Reading passage:
----------

Summary

  • The epididymis is a series of small tubes that collects and stores sperm. It is attached to the back of each testicle.
  • Epididymitis is inflammation of the epididymis, usually caused by an infection. 
  • Most cases of epididymitis are caused by bacterial infection from a urinary tract infection or a sexually transmissible infection (STI) such as gonorrhoea or chlamydia.
  • Treatment options include antibiotics and bed rest.
  • Some men develop chronic epididymitis, which is inflammation of the testes even when there is no infection.

The epididymis is a series of small tubes that collects and stores sperm. It is attached to the back of each testicle. One of the most common causes of pain in the scrotum is epididymitis – inflammation of these coiled tubes – which may be due to an infection. Epididymo-orchitis is the spread of the infection to the testicle.

Epididymitis is usually a secondary bacterial infection that can be triggered by a range of conditions, such as a urinary tract infection or a sexually transmissible infection (STI). The bacteria in the urethra (the tube carrying urine and sperm from the penis) move through the urinary and reproductive structures to the epididymis. 

Treatment options include antibiotics and bed rest. Some men develop chronic epididymitis, which is inflammation even when there is no infection.

Symptoms of epididymitis

The symptoms of epididymitis include: 

  • swollen (enlarged), red or warm testicle
  • feeling of heaviness in the affected testicle
  • tenderness or pain in the affected testicle 
  • pain in the abdomen or pelvis
  • frequent urge to urinate
  • burning feeling when urinating
  • discharge from the penis
  • blood in the urine
  • pain when ejaculating
  • slight fever
  • chills.

Causes of epididymitis

Most cases of epididymitis are caused by bacterial infection. Causes include: 

  • urinary tract infections
  • sexually transmissible infections (STIs), such as chlamydia or gonorrhoea
  • recent genito-urinary surgery, including prostatectomy (the surgical removal of all or part of the prostate gland)
  • the use of a urinary catheter
  • some congenital kidney and bladder problems.

----------

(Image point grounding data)
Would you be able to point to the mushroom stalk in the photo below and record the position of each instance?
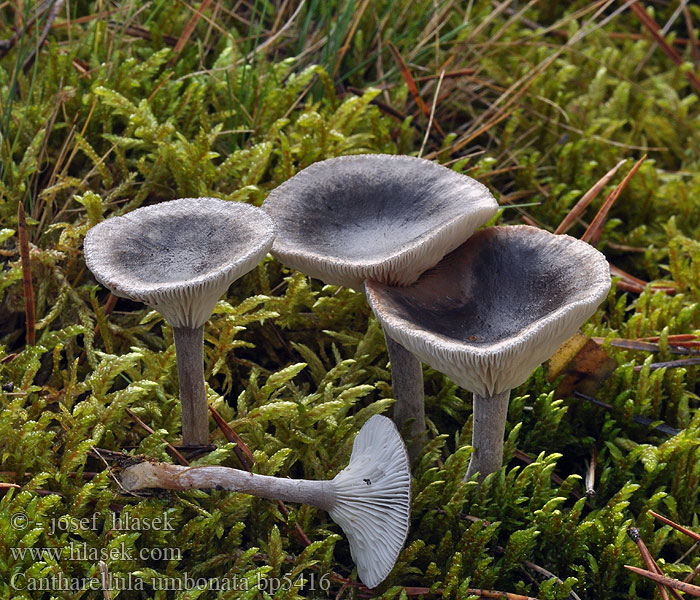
(407, 386)
(487, 434)
(174, 477)
(370, 499)
(189, 348)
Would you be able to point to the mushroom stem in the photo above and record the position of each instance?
(174, 477)
(189, 348)
(407, 386)
(488, 430)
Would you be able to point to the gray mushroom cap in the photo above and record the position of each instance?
(494, 309)
(180, 256)
(374, 216)
(373, 499)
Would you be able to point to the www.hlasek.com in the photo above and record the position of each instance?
(311, 582)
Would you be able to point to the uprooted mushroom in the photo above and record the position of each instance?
(370, 499)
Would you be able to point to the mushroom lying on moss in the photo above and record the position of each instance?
(381, 217)
(490, 312)
(370, 499)
(180, 257)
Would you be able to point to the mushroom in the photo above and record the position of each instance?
(370, 498)
(381, 217)
(490, 312)
(180, 257)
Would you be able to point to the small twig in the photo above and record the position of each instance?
(241, 449)
(646, 421)
(586, 199)
(410, 82)
(44, 34)
(653, 28)
(590, 473)
(691, 35)
(649, 561)
(676, 526)
(26, 274)
(172, 450)
(247, 460)
(688, 588)
(188, 30)
(432, 114)
(648, 345)
(671, 364)
(592, 234)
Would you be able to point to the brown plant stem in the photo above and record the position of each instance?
(26, 274)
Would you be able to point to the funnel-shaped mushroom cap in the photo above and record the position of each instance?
(494, 309)
(180, 256)
(373, 499)
(374, 216)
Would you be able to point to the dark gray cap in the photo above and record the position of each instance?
(180, 256)
(374, 216)
(494, 309)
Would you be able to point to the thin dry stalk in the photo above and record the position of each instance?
(172, 450)
(688, 588)
(654, 29)
(586, 199)
(410, 82)
(432, 114)
(649, 561)
(26, 274)
(348, 38)
(247, 460)
(676, 526)
(592, 234)
(590, 473)
(44, 34)
(691, 35)
(189, 30)
(242, 451)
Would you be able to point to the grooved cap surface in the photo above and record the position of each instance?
(373, 499)
(180, 256)
(377, 216)
(494, 309)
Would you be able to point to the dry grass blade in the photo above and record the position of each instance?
(189, 29)
(592, 234)
(653, 28)
(44, 33)
(691, 35)
(26, 274)
(676, 526)
(418, 591)
(649, 561)
(586, 199)
(671, 364)
(350, 35)
(411, 83)
(172, 450)
(688, 588)
(242, 451)
(247, 460)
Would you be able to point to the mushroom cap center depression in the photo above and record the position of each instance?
(366, 214)
(494, 287)
(174, 248)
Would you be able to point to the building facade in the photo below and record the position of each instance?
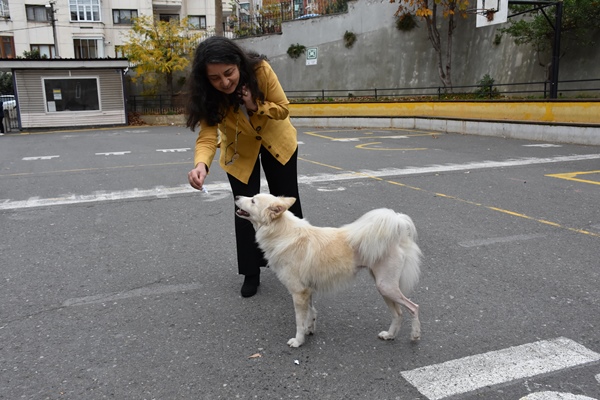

----------

Tasks to carry out:
A. Answer these questions about the epididymitis text:
(i) To what part of each testicle is the epididymis attached?
(ii) What term does the text use for the spread of the infection to the testicle?
(iii) Which surgical procedure is named as an example of recent genito-urinary surgery that can cause epididymitis?
B. Carry on the text about epididymitis, beginning after its final list item on congenital kidney and bladder problems.

Results in order:
A.
(i) The back of each testicle.
(ii) Epididymo-orchitis.
(iii) Prostatectomy, the surgical removal of all or part of the prostate gland.

B.
Complications of epididymitis

If left untreated, acute epididymitis can lead to a range of complications, including: 

  • chronic epididymitis – the inflammation can become persistent, even when there is no bacterial infection present
  • abscess – a ball of pus can accumulate inside the epididymis or nearby structures, requiring surgery to drain the pus
  • destruction of the epididymis – the inflammation can permanently damage or even destroy the epididymis and testicle, which can lead to infertility
  • spread of infection – the infection can spread from the scrotum to any other structure or system of the body.

Diagnosis of epididymitis

It can be hard to tell the difference between epididymitis and testicular torsion, especially in younger men. Testicular torsion is when the testicle has twisted and cut off its supply of blood. Testicular torsion is a surgical emergency. Sometimes, epididymitis and testicular torsion occur at the same time. 

Epididymitis can be diagnosed using a number of tests, including: 

  • physical examination
  • medical history
  • urine tests
  • STI tests
  • blood tests
  • ultrasound of the testes.

Treatment for epididymitis

The treatment options for epididymitis include: 

  • antibiotics
  • antibiotics for any sexual partners (if an STI was the cause)
  • bed rest
  • pain-relieving medication
  • cold compresses applied regularly to the scrotum
  • elevation of the scrotum
  • a stay in hospital (in cases of severe infection)
  • a check-up afterwards to make sure the infection has cleared up.

Chronic epididymitis

Some men develop chronic epididymitis, which is inflammation even when there is no infection. The cause is not known, but it is thought that hypersensitivity of certain structures, including nerves and muscles, may cause or contribute to the condition.

Some of the known risk factors for chronic epididymitis include genito-urinary surgery, exposure to STIs and past acute epididymitis. However, a man without these risk factors can still develop the condition.

Diagnosis of chronic epididymitis

Tests are needed to distinguish chronic epididymitis from a range of other disorders that can cause constant scrotal pain, such as testicular cancer, enlarged scrotal veins (varicocele) or a cyst in the epididymis. Tests can include physical examination and ultrasound.

Treatment for chronic epididymitis

Chronic epididymitis is difficult to treat. Antibiotics should not be used, as there is no infection. Treatment options include: 

  • frequent warm baths
  • non-steroidal anti-inflammatory medication (NSAIDs)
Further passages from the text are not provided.